▶ **WHAT IS REQUIRED**:
Before copying, set the images aside; then transcribe every entry below exactly.

[Referring expression data]
-*-*-
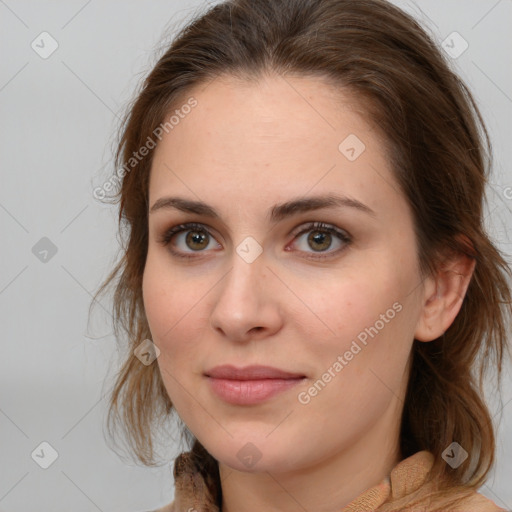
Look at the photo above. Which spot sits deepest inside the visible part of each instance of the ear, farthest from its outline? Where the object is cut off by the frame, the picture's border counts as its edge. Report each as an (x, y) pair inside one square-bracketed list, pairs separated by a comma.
[(443, 296)]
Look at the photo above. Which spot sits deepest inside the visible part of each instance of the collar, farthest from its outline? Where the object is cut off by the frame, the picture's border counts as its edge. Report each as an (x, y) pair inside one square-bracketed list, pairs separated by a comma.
[(195, 489)]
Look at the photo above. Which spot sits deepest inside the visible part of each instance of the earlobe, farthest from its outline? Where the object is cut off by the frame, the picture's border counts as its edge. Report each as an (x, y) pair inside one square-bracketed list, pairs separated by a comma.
[(443, 297)]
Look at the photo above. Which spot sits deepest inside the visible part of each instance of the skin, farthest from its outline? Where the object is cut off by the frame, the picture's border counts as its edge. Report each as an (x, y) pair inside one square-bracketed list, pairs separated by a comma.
[(244, 148)]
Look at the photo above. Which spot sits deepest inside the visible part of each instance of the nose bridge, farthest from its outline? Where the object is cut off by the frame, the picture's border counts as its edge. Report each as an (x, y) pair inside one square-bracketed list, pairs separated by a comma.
[(244, 300)]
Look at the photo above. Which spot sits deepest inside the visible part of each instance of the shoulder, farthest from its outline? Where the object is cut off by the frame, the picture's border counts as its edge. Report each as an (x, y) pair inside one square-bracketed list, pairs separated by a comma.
[(480, 503), (167, 508)]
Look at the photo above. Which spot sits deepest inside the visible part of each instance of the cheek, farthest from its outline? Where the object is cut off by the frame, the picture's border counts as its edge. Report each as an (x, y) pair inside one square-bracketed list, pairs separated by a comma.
[(173, 309)]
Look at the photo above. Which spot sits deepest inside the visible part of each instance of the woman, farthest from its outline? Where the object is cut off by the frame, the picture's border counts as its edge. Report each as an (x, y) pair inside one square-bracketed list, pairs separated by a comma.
[(307, 281)]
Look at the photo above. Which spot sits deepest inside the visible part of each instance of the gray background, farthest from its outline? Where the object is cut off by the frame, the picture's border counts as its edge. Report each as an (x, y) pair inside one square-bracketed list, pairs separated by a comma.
[(58, 122)]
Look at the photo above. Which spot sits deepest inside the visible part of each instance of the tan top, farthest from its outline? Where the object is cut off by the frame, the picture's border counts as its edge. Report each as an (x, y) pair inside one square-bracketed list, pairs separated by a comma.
[(405, 489)]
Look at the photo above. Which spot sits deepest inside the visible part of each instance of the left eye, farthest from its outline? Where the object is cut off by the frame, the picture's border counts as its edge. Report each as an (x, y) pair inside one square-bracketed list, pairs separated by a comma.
[(198, 238), (320, 238)]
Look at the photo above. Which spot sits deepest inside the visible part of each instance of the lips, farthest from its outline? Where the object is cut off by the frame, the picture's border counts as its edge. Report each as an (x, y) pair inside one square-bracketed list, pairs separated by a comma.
[(230, 372), (250, 385)]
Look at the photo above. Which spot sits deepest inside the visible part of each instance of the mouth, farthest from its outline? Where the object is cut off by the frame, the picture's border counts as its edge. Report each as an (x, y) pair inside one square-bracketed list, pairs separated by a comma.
[(252, 384)]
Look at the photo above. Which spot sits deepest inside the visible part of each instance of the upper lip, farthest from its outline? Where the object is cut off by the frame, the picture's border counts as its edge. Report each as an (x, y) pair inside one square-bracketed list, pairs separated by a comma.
[(253, 372)]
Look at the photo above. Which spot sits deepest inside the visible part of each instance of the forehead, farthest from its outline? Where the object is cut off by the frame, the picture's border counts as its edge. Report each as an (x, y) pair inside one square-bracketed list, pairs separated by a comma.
[(274, 134)]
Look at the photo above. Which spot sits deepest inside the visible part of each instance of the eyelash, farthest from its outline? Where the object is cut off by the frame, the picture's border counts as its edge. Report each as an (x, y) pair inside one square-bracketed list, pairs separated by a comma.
[(313, 226)]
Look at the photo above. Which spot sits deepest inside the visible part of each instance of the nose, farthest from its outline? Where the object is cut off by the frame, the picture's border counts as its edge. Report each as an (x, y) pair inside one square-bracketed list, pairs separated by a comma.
[(247, 304)]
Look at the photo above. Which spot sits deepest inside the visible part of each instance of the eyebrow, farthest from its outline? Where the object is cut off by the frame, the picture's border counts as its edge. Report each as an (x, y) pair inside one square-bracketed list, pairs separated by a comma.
[(275, 213)]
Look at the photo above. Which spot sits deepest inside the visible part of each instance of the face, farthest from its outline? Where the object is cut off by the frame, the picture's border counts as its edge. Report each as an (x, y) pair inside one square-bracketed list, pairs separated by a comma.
[(328, 293)]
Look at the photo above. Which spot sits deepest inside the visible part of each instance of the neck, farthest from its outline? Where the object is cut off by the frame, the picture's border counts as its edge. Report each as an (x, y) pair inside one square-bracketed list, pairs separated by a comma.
[(328, 486)]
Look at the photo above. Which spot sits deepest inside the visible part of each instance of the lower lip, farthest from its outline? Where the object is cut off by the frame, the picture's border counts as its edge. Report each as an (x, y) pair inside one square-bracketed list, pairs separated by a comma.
-*-*-
▶ **COMPLETED EXERCISE**:
Look at the photo above. Which spot sits deepest inside the visible part of each instance of the ear, farthest from its outline? Where the object is cut off by the frame, the picture's border counts as its edge. Report each as an (x, y) pair inside one square-bracketed list, pairs separated by a comma.
[(443, 296)]
Look at the photo above. Which spot sits deepest inside the visible part of each instance of the collar, farthest from its outline? Where the object is cut off by the frame, the picture's border counts as its edge. Report each as an (x, y) pair inside one square-bracketed list, pairs separated by a comma.
[(195, 489)]
Look at the photo above. Which spot sits deepest inside the visible part of each instance of the earlobe, farthest from its outline? Where the object is cut off by the frame, the picture's border counts as its edge. Report each as an (x, y) pair inside one square-bracketed list, pairs separated by a comma.
[(443, 297)]
Look at the photo above. Which spot sits deepest inside the visible part of each instance of the skin, farthest from its outline? Where the object is cut off by the frame, the picture's border counts as its edge. Report each as an (x, y) pair inside one square-bracketed list, pairs separated by a comma.
[(244, 148)]
Look at the photo above. Which spot sits deepest inside the visible part of each instance of the nose bridge, farthest from its outline? Where the object is cut off by the frame, the picture's border counts as its edge. Report each as an (x, y) pair inside one square-bracketed list, pairs separated by a comma.
[(244, 300)]
Look at the photo above. Which spot sits deepest inside the visible part of each instance of the shoulder, farthest from its outline? Where the object is cut off by the frame, the picture's border counts as its edge. Report each as an (x, y) pair inside one square-bracketed list, pairs separated by a comma.
[(480, 503), (167, 508)]
Look at the photo above. Which spot sits deepest inside the visible part of each instance of the cheek, farthest from its outline? Where the object is cut off by the frame, the picture's border counts as its edge. Report each as an (x, y) pair inside one square-bracketed list, pairs separated by a comma.
[(173, 309)]
Look at the photo above. Which spot sits deepest inside the visible part of each instance of the woman, farthest from its outline? Where the object is cut off by the frame, the picture's border counts as its edge. Report each as an (x, y) pair inside one square-bracketed list, pairs separated by a comma.
[(307, 281)]
Look at the photo above. Which spot sits deepest inside the visible part of each instance of the gray background, farthest from its outline? Where the object is cut off by the frame, the picture's border counts as its edge. Report each as an (x, y) pair inside one square-bracketed list, pairs separated by a comma.
[(58, 122)]
Look at the photo above. Which spot sits deepest inside the visible part of each instance of the tan top, farthest from its outline? Where the object is cut off by the frame, the picture's border counts as its edge. Report each as an (x, y) pair inside one square-bracketed list, pairs separated by a comma.
[(405, 489)]
Look at the photo above. Which spot sits deepest inside the visible part of each instance of the left eye, farthest from its outline? Where the object is cut off by the frame, the picture's border counts as its edge. Report each as an (x, y) pair inside one square-bracketed list, pairs separated by a comma.
[(198, 238), (320, 238)]
Look at the photo above. Which spot sits deepest inside the visible part of each instance of the lips, farthest from its outline? Where the object is cut off by the frame, the picture's border counts as its edge. Report each as an (x, y) pair inside one square-bracketed list, pairs separated by a comma.
[(230, 372), (250, 385)]
Look at the photo above. Which spot sits deepest inside the visible part of each instance of the mouth, farthest from its outline? Where the object is cut off by the frame, the picture's border counts as its edge. Report each as an (x, y) pair inside one square-bracketed list, pairs separated by a comma.
[(252, 384)]
Look at the photo above. Which spot sits deepest inside the visible part of each instance of the upper lip, farthest from its outline? Where the object is cut off by the frame, the picture's border counts as its edge. Report each as an (x, y) pair inside one square-bracketed list, pairs separated by a comma.
[(253, 372)]
Look at the photo above. Which spot sits deepest inside the visible part of each instance of the forehead, farthest from its outline? Where the object is cut off by the frame, the picture's border counts as its edge. Report each as an (x, y) pair inside one square-bracketed list, pairs separated by a comma.
[(274, 134)]
Look at the photo above. Which spot sits deepest inside the visible part of each instance of the eyelash, farthest from its outline? Where the object is cut off by the frame, the picture's border counts as its edge. Report each as an (x, y) pair inside one square-bracketed list, pairs separated by a comma.
[(313, 226)]
Look at the photo above. Which spot sits deepest inside the visible part of each instance of the nose, farthest from its outline? Where the object is cut off by the frame, the picture's border counts as its edge. Report each as an (x, y) pair inside one square-bracketed list, pairs separated by a comma.
[(247, 304)]
Look at the photo above. Which spot sits deepest inside the visible part of each instance of the eyebrow, farthest from its outline? Where the object is cut off by the frame, the picture's border counts as its edge. Report each as an (x, y) pair inside one square-bracketed list, pairs separated by a comma.
[(275, 213)]
Look at the photo above. Which spot sits deepest inside the visible part of each instance of the face, farthest from its outline? Where the object is cut off by the frame, the picture's border counts as its edge. Report each as an (x, y) pair inside one square-bracketed list, pairs separated by a comma.
[(328, 293)]
Look at the photo above. Which spot sits deepest inside the visible part of each instance of the neck, farthest from its outline? Where the object is cut off by the frame, the picture's border counts as its edge. Report each as an (x, y) pair inside one square-bracketed list, pairs separated by a comma.
[(328, 486)]
Look at the photo above. Which spot sits deepest inside the visible part of each instance of the lower lip, farthest from its outline? Where the object is cut off by the frame, the picture's border counts as its edge. Report each as an (x, y) pair inside one square-bracketed list, pairs separated by a comma.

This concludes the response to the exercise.